■ **Excerpted text**:
════════════════════
Moodlakatte Institute of Technology, Kundapura (MIT Kundapura, MitK) is a higher education institute located in Kundapur, Karnataka, India. it was founded by I. M. Jayarama Shetty in the year 2004. It is affiliated to Visveswaraiah Technological University and approved by All India Council for Technical Education (AICTE).

It is situated in Moodlakatte, about 200 meters from Kundapura railway station. Moodlakatte Institute of Technology is the product of the charitable trust Moodlakatte Nagarathna Bhujanga Shetty Trust (R.), situated in a beautiful natural environment of coastal karnataka, in front of Kundapura Railway Station in a small village called Moodlakatte.  It was established in the year 2004.

Courses
The  Institute offers 4 year bachelor's degree and 2 year master's degree programmes.
════════════════════
■ **Dataset content**:

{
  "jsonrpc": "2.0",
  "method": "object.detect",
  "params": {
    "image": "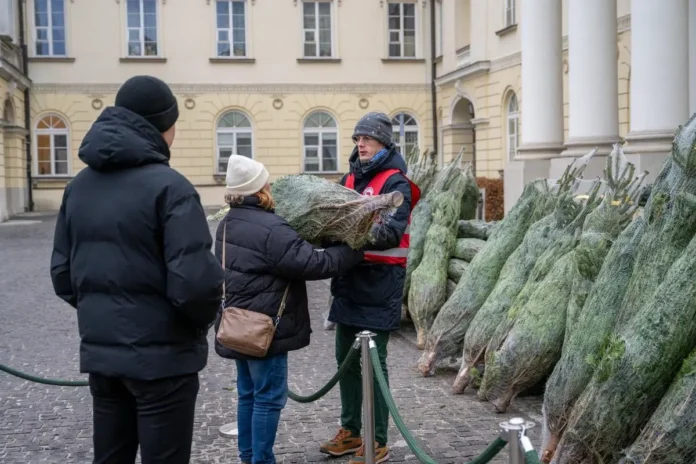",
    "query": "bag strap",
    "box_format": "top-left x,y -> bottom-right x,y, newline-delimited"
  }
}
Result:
221,221 -> 290,327
221,219 -> 227,309
275,284 -> 290,327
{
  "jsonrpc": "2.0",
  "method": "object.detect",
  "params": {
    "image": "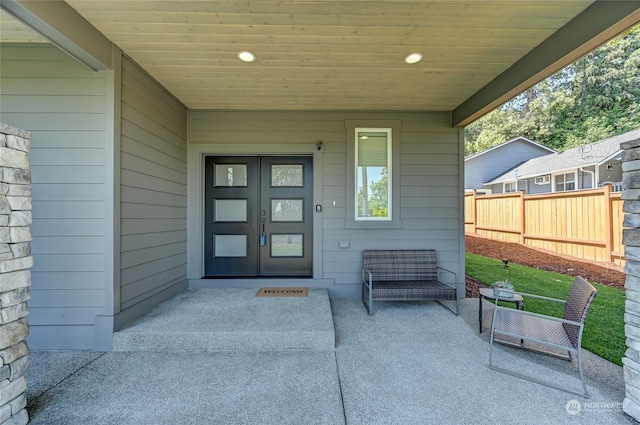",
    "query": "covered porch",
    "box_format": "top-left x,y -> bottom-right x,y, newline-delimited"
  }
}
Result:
28,289 -> 634,424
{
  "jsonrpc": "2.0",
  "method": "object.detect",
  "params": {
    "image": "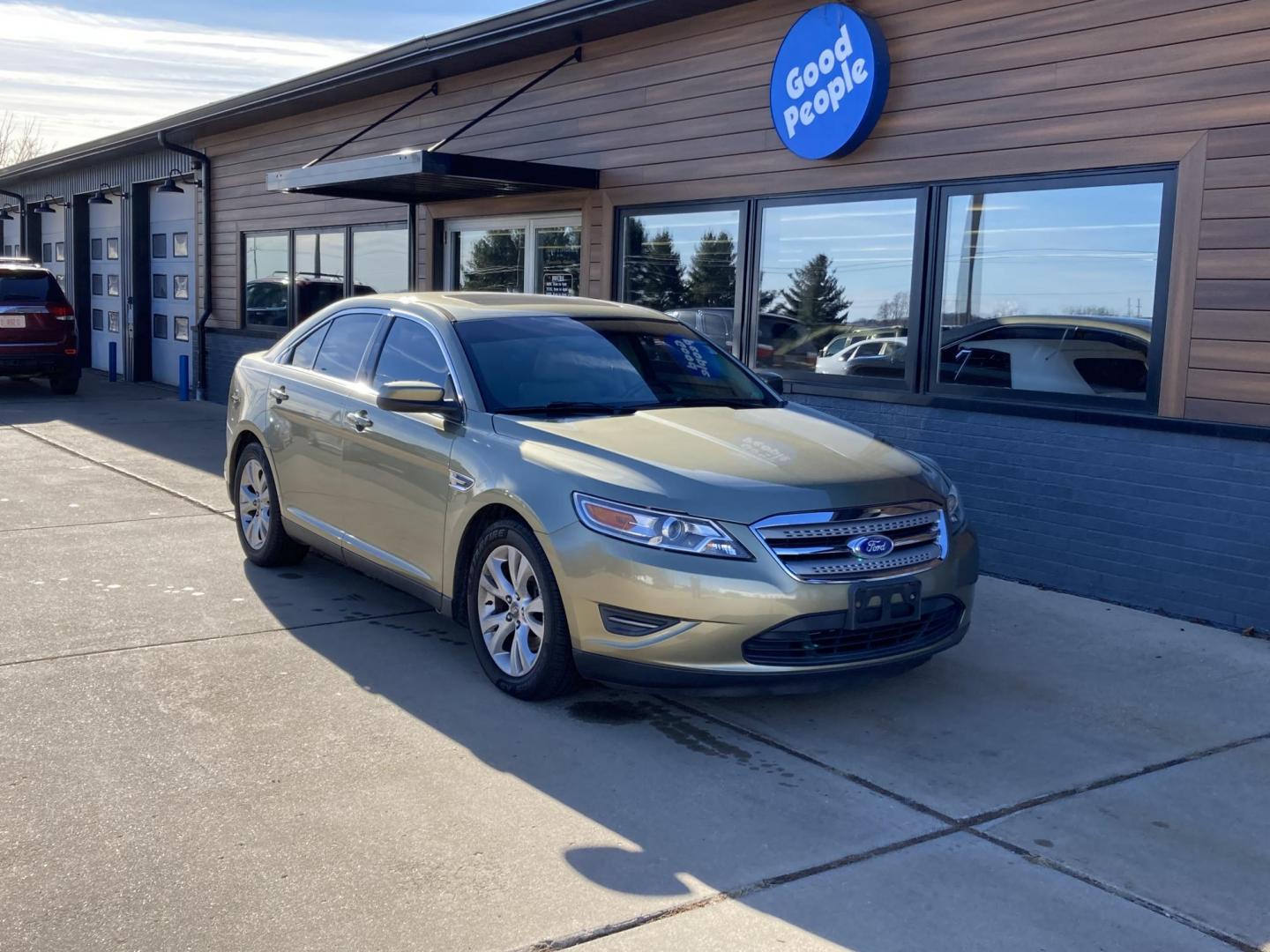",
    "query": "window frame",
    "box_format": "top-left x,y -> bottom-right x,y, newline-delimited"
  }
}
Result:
240,223 -> 415,338
609,162 -> 1177,419
612,198 -> 757,358
743,187 -> 931,392
921,167 -> 1177,415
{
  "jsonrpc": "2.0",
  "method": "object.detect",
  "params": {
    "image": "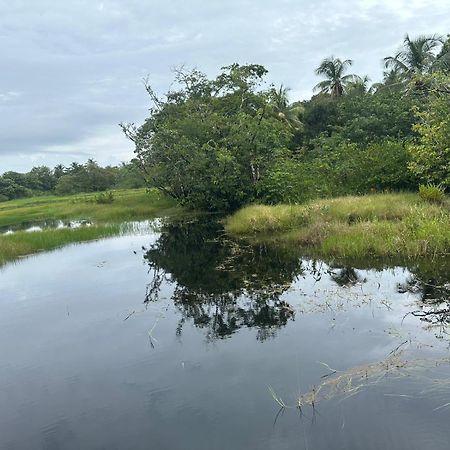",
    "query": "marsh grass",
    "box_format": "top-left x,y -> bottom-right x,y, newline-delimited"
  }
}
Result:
225,193 -> 450,258
0,224 -> 121,265
0,189 -> 176,228
0,189 -> 180,265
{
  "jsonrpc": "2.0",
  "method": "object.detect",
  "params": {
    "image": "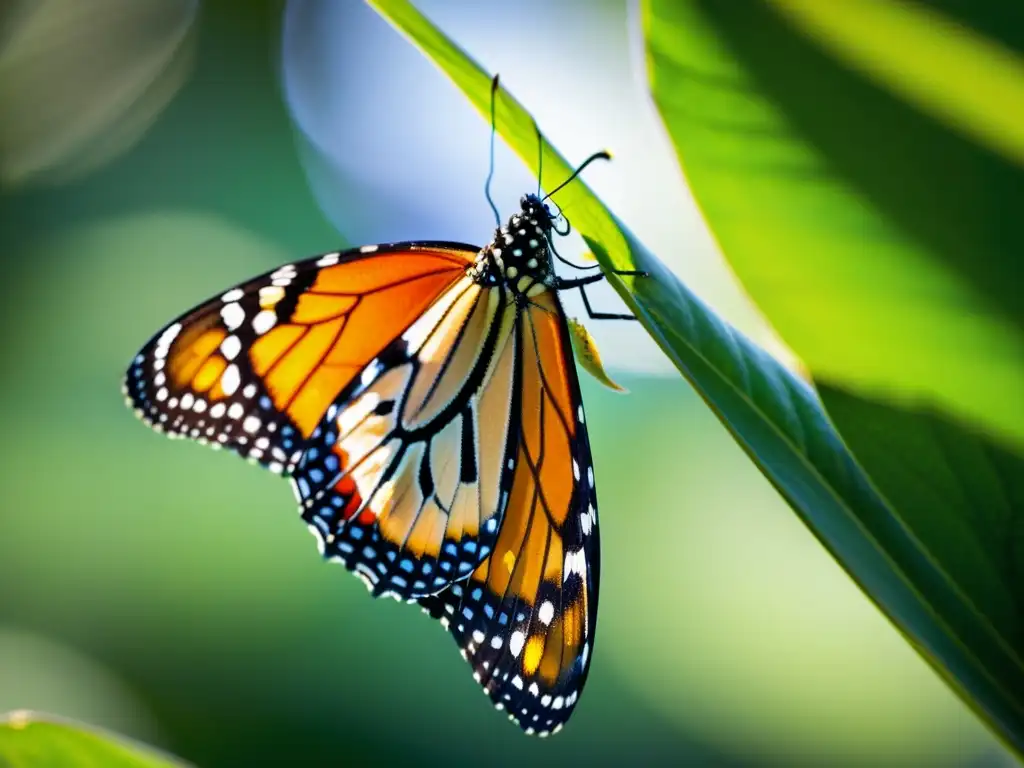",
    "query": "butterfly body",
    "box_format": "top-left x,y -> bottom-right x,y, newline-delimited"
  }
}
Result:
125,196 -> 599,735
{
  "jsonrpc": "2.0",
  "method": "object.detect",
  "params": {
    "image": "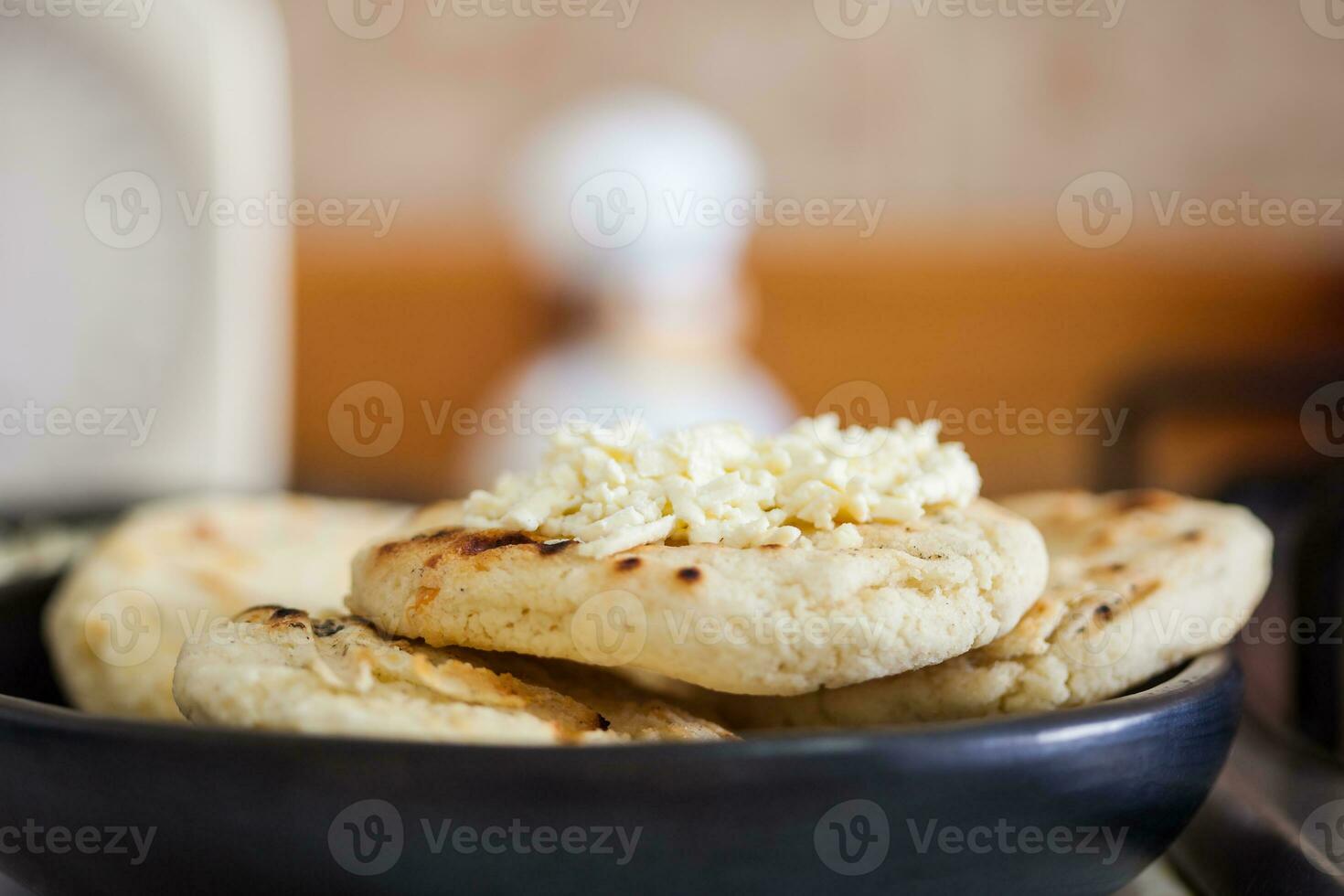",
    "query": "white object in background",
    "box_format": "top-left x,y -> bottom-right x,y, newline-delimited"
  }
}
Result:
462,90 -> 795,490
0,0 -> 291,512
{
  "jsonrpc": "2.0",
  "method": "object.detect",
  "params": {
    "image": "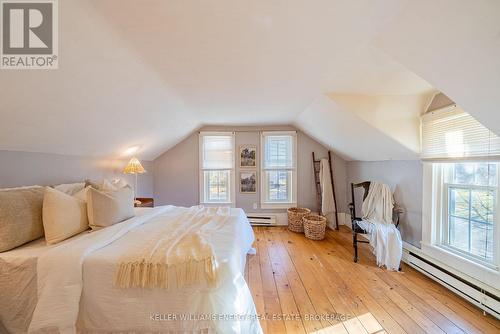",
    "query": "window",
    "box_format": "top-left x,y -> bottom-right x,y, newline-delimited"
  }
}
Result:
436,162 -> 499,264
422,106 -> 500,159
200,132 -> 234,204
261,131 -> 297,209
421,106 -> 500,286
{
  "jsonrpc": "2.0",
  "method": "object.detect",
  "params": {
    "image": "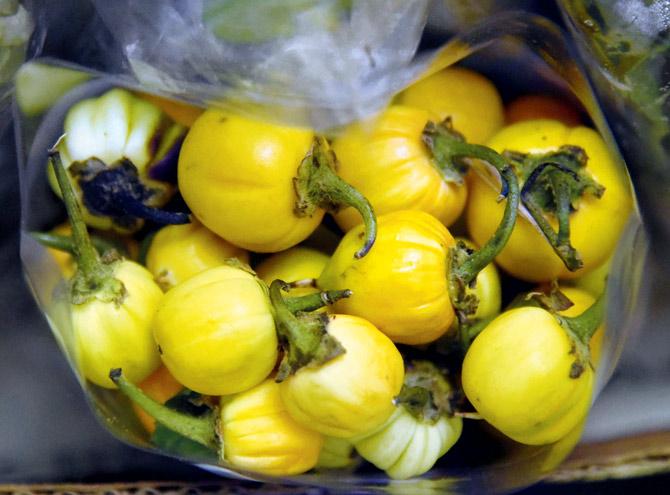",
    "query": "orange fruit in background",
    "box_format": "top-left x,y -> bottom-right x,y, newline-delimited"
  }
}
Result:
133,366 -> 184,433
138,93 -> 204,127
505,95 -> 582,127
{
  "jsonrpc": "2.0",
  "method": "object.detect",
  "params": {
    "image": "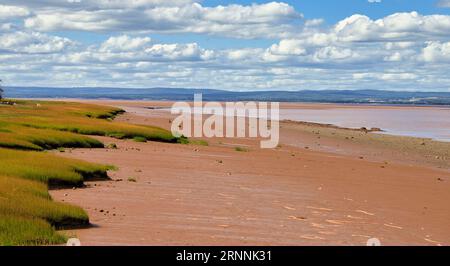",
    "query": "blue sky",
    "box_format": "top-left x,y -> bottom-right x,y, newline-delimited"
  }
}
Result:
0,0 -> 450,91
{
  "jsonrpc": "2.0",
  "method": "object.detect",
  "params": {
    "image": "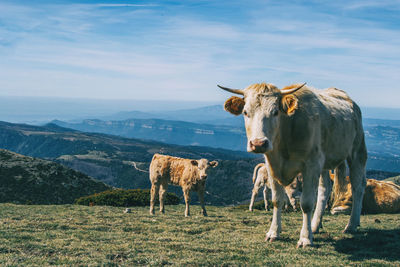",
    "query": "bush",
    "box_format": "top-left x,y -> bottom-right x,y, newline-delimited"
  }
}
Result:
75,189 -> 180,207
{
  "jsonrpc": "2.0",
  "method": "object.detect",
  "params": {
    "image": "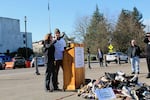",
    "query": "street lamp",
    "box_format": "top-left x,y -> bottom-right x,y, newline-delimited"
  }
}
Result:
24,16 -> 28,59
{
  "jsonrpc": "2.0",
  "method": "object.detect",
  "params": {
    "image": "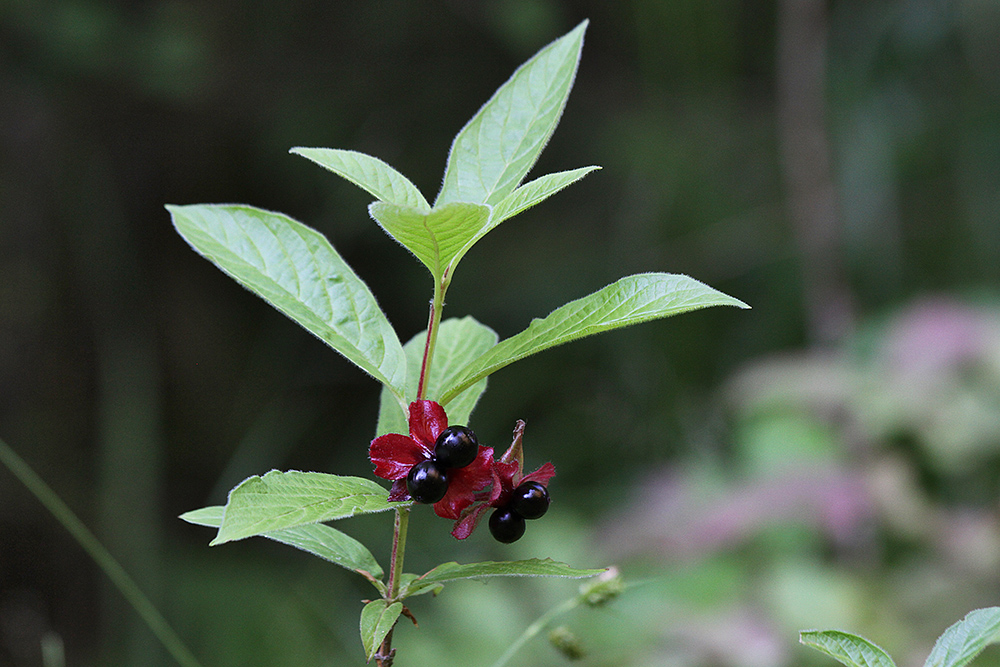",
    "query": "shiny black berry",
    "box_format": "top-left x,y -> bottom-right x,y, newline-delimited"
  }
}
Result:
490,506 -> 524,544
406,460 -> 448,504
510,482 -> 549,519
434,426 -> 479,468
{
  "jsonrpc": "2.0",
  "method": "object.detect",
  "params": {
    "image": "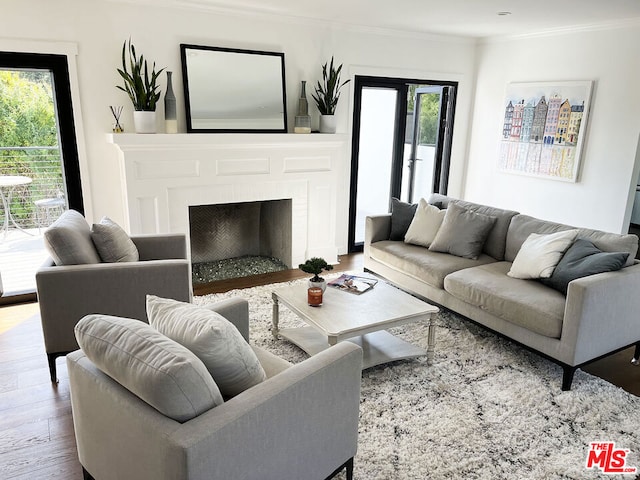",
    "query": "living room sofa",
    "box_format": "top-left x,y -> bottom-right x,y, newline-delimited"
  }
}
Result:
364,194 -> 640,390
67,298 -> 362,480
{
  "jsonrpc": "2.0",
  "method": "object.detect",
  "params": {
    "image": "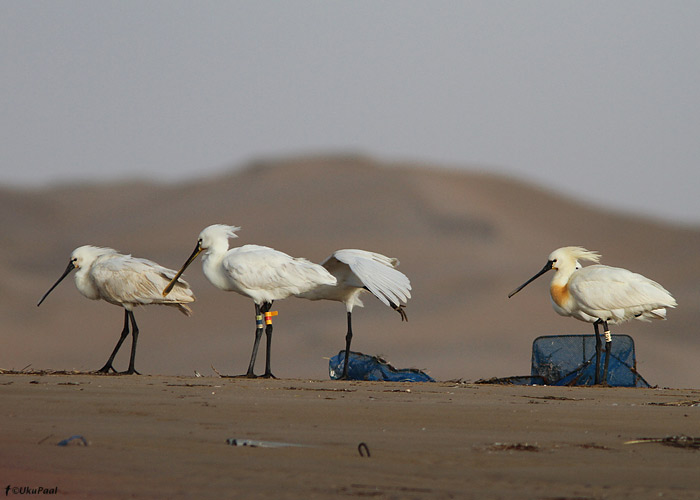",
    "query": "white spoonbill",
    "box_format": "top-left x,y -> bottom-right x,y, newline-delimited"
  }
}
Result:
297,249 -> 411,379
508,247 -> 677,384
37,245 -> 195,374
163,224 -> 336,377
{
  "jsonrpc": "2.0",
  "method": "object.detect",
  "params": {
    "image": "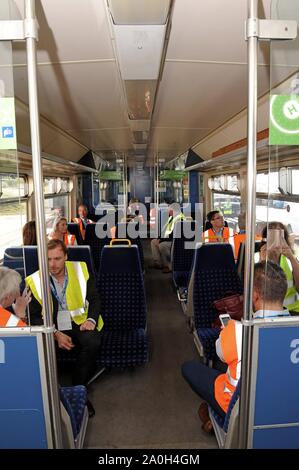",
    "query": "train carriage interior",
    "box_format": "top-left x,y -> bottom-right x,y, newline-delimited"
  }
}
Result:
0,0 -> 299,449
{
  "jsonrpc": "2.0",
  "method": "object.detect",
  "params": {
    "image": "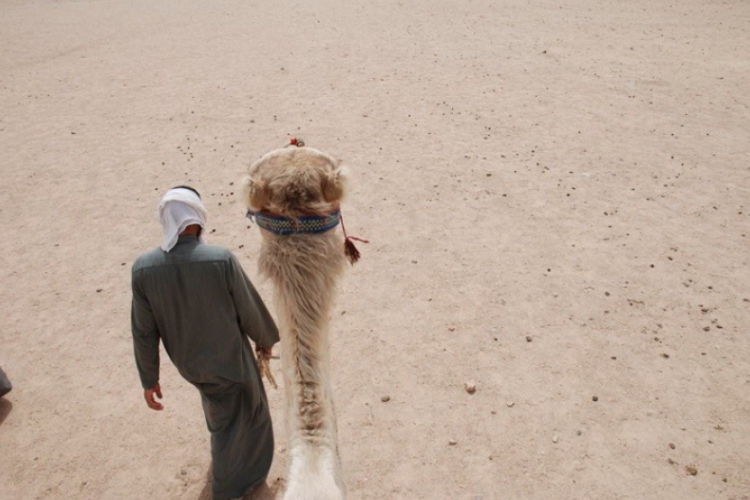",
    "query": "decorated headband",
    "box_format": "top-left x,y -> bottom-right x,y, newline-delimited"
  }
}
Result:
245,137 -> 369,265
════════════════════
■ **Goal 1**:
Can you condense the paragraph of the Moodlakatte Institute of Technology text that begins "It is situated in Moodlakatte" into a short bulleted list that keeps its main facts?
■ **Goal 2**:
Could you repeat, word for word, the part of the Moodlakatte Institute of Technology text from "Moodlakatte Institute of Technology, Kundapura" up to and including "master's degree programmes."?
Nothing here requires the records.

■ **Full output 1**:
- Located in the small village of Moodlakatte, in coastal Karnataka, in a natural setting
- About 200 meters from Kundapura Railway Station, facing it
- Established in 2004 by the charitable trust Moodlakatte Nagarathna Bhujanga Shetty Trust (R.)

■ **Full output 2**:
Moodlakatte Institute of Technology, Kundapura (MIT Kundapura, MitK) is a higher education institute located in Kundapur, Karnataka, India. it was founded by I. M. Jayarama Shetty in the year 2004. It is affiliated to Visveswaraiah Technological University and approved by All India Council for Technical Education (AICTE).

It is situated in Moodlakatte, about 200 meters from Kundapura railway station. Moodlakatte Institute of Technology is the product of the charitable trust Moodlakatte Nagarathna Bhujanga Shetty Trust (R.), situated in a beautiful natural environment of coastal karnataka, in front of Kundapura Railway Station in a small village called Moodlakatte.  It was established in the year 2004.

Courses
The  Institute offers 4 year bachelor's degree and 2 year master's degree programmes.